EXCERPT PROVIDED
┄┄┄┄┄┄
In The Spotlight - Julia Suzuki

This is a classic in the making - a mythical magical fable in the tradition of Tolkien and JK Rowling.’-
A beautifully presented, wonderfully unique debut.’ - THE SUN
'Fantasy fans will warm to this tale of how being different can be a strength rather than something to be feared.'
'Action packed. This book is on fire.”- 

I love to get an insight in to an author's mind and this week we get to know Julia Suzuki, author of the popular Land of Dragor series.

The series excited me before I had read the first words, as the reviews above show comparisons with one of my favourite writers JRR Tolkien and also the one thing that had me sold was the map of the Land of Dragor!  I fell in love with the worlds of Tolkien and George RR Martin because of such things!  I expect great things from this lady, so lets get to know her better!

Julia was born in Tamworth, Staffordshire. Growing up she listened to the magical sounds of animals and fairground rides from a theme park near her home.  Her love of reading, nature and the outdoors fed her imagination and inspired her to become a storyteller,

She worked for a division of Disney licensing, and with a famous leisure entrepreneur before becoming an author. 
"I learned a lot in those formative years which I feel has benefited my work and business vision"
She goes on to say- 
 "It was during the time that my son was at junior school that I was inspired to write the first novel.  Ideas came flooding to me. I had been thinking back to the wonderful vintage books I had read and wishing there were more like this - yet with unique edge and an interactive web presence. I knew first hand what parents, grandparents, aunts and uncles were looking for when purchasing a book for their children, but more than that, I knew also what they sought themselves. Readers want gripping action, loads of adventure - all the classic aspects of  heroes and villains, quests and hangars and the hope of happy endings. 
 I wanted to write books with universal appeal, that were fantastical and yet in many ways real to today; to fulfill the expectations of book lovers and hook a non-reader back into reading.  For me this had to be in the form of a series, set in and a place we would all like to visit  - and so the Land of Dragor came to be"

She had received a British Arts Council award this year and is a Patron of Reading.  Her hobbies and interests include dance, fashion, movies and reading.  

Julia, When did you first start writing, and is this the only book you have written?
I have always written, often just personal diaries that I found pleasurable - but it was five years ago that I first felt the urge to write a book and yes this is my first.
┄┄┄┄┄┄
Location annotation dataset excerpts
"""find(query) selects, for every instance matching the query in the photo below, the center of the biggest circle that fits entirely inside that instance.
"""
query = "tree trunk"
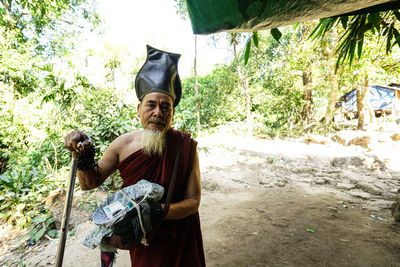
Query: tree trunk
(361, 102)
(245, 85)
(308, 104)
(196, 84)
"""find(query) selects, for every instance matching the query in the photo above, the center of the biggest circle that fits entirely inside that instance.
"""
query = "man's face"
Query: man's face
(156, 111)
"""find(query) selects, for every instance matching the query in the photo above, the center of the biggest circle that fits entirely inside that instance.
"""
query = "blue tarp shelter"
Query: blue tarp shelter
(381, 99)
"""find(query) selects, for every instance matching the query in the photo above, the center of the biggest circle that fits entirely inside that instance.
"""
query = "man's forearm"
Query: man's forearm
(182, 209)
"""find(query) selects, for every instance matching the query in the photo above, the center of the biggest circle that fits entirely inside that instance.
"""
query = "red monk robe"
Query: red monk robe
(177, 242)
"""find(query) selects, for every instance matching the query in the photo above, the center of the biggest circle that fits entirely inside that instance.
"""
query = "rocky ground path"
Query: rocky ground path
(315, 201)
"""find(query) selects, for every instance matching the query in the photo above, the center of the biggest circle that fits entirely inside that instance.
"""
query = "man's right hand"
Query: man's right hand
(77, 141)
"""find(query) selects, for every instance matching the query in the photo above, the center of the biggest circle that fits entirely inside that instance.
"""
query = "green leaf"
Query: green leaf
(310, 229)
(40, 234)
(255, 39)
(359, 47)
(247, 52)
(5, 214)
(53, 233)
(276, 33)
(374, 19)
(397, 36)
(40, 218)
(32, 234)
(396, 14)
(21, 223)
(352, 50)
(344, 21)
(50, 221)
(389, 39)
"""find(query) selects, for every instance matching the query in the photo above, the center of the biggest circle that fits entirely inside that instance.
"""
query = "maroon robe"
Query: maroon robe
(177, 242)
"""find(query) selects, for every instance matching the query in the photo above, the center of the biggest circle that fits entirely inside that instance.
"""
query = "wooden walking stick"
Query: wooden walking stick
(67, 210)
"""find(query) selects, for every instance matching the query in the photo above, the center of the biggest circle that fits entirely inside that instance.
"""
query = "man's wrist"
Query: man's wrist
(86, 159)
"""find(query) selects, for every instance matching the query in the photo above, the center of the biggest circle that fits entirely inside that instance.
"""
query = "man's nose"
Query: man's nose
(157, 112)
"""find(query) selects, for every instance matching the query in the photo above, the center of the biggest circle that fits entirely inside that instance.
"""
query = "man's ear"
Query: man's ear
(138, 109)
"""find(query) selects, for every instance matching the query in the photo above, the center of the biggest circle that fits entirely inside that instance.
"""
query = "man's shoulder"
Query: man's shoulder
(127, 138)
(181, 134)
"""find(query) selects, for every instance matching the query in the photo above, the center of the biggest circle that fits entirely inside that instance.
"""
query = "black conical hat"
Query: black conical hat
(159, 74)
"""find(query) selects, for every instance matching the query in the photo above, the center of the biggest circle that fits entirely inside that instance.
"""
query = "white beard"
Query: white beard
(153, 142)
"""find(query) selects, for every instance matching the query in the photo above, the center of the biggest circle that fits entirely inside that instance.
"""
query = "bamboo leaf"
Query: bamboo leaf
(276, 34)
(396, 14)
(352, 50)
(397, 36)
(39, 234)
(255, 39)
(247, 52)
(389, 39)
(359, 47)
(344, 21)
(374, 18)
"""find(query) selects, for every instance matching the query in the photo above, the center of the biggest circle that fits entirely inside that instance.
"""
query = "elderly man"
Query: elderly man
(150, 154)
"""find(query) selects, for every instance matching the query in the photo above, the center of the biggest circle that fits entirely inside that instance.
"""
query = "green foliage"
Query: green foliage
(385, 24)
(21, 193)
(40, 225)
(219, 101)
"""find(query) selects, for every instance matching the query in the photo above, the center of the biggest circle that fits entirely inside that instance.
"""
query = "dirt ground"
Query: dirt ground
(280, 203)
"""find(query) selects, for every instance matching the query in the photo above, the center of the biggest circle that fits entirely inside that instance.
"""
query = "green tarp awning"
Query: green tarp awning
(211, 16)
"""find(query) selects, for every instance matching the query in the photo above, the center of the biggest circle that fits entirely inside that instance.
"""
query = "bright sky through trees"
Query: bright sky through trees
(133, 24)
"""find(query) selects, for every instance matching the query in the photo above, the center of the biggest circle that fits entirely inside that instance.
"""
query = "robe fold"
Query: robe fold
(177, 242)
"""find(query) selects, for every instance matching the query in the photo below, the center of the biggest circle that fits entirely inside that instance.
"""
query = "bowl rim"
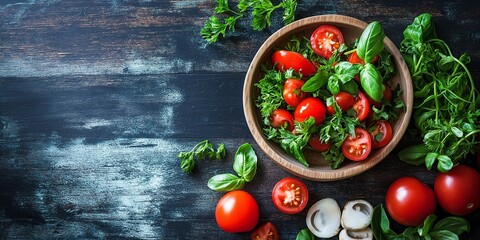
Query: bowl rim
(294, 167)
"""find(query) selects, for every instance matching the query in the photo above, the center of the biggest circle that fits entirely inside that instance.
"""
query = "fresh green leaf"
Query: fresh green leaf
(371, 42)
(245, 162)
(305, 234)
(225, 182)
(372, 82)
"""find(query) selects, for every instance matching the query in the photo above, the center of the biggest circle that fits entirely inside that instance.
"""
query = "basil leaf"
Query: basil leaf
(371, 81)
(457, 225)
(444, 163)
(225, 182)
(245, 162)
(371, 42)
(414, 155)
(305, 234)
(319, 80)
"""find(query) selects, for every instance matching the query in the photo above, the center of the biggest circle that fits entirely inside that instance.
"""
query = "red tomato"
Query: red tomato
(310, 107)
(361, 106)
(280, 117)
(344, 100)
(290, 195)
(237, 211)
(267, 231)
(292, 91)
(382, 134)
(285, 60)
(326, 39)
(410, 201)
(458, 191)
(316, 143)
(387, 95)
(358, 148)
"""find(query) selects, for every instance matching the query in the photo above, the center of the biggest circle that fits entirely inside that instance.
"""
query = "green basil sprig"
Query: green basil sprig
(245, 165)
(305, 234)
(446, 228)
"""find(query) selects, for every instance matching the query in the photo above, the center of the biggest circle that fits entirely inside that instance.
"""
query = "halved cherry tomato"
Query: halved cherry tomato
(285, 60)
(280, 117)
(344, 100)
(237, 211)
(458, 190)
(310, 107)
(361, 106)
(382, 134)
(316, 143)
(292, 91)
(409, 201)
(267, 231)
(358, 148)
(290, 195)
(326, 39)
(387, 95)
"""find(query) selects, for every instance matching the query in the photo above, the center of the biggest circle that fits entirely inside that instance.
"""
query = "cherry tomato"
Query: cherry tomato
(382, 134)
(280, 117)
(290, 195)
(409, 201)
(361, 106)
(344, 100)
(292, 91)
(267, 231)
(458, 191)
(387, 95)
(285, 60)
(310, 107)
(237, 211)
(316, 143)
(358, 148)
(326, 39)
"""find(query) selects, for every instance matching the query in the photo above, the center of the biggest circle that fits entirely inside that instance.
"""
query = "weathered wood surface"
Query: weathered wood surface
(98, 97)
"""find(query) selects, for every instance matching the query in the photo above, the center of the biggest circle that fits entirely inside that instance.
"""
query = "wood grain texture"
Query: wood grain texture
(98, 97)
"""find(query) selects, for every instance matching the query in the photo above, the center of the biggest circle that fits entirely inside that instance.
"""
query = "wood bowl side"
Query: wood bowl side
┄┄┄┄┄┄
EXERCISES
**1.** According to the author spotlight, where was Julia Suzuki born?
**2.** Write the next part of the author spotlight on Julia Suzuki, picking up after its final sentence.

ANSWERS BY TASK
**1.** Tamworth, Staffordshire.

**2.**
How did you come up with the idea/story line for this book?  Is there any personal story behind it (did you used to like dragon stories when you were a kid)?
Yoshiko (the lead character) came to me in a sort of vision one day. I felt strongly inspired, at that exact moment, to write the first novel - the plot and idea formed relatively quickly. I have always liked dragons because they are so majestic and powerful. I often feel I have 'fire in my belly' but in my own way - being  a determined person.

How much of the book is realistic?
Although it is a fantasy novel I have been told it still seems very real. The dragons are very human like. They do many of the same things that children do such as going to school. 

What was the hardest part about writing the “Land of Dragor”?
I believe an author’s first book will always be the most difficult because you are in unknown territory, learning, and hoping for the best. For me the most difficult part wasn’t the first chapters, but keeping momentum after that. With perseverance it became easier.

In this book, Igorr bullies Yoshiko a lot, but Yoshiko doesn't really ever fights back, or argue, or even resorts to violence, which is a good thing, but was there any specific reason behind making him act this way? 
Igorr is the classic bully. He is selfish, self-serving, manipulative and uncaring. Yoshiko is the opposite. You have a scenario playing out in 'Dragor' that is repeated in children's play grounds throughout the world - and even in the workplace. I believe once anyone becomes angry at a bully they are losing their own 'now' moments and giving their power away to them; showing what they do is having affect. Yoshiko took the 'higher' stance. It was not that he did not feel angry, far from it, he felt injustice hugely and it boiled and boiled inside him. He constantly asked himself 'why me' and it often bought him to floods of tears.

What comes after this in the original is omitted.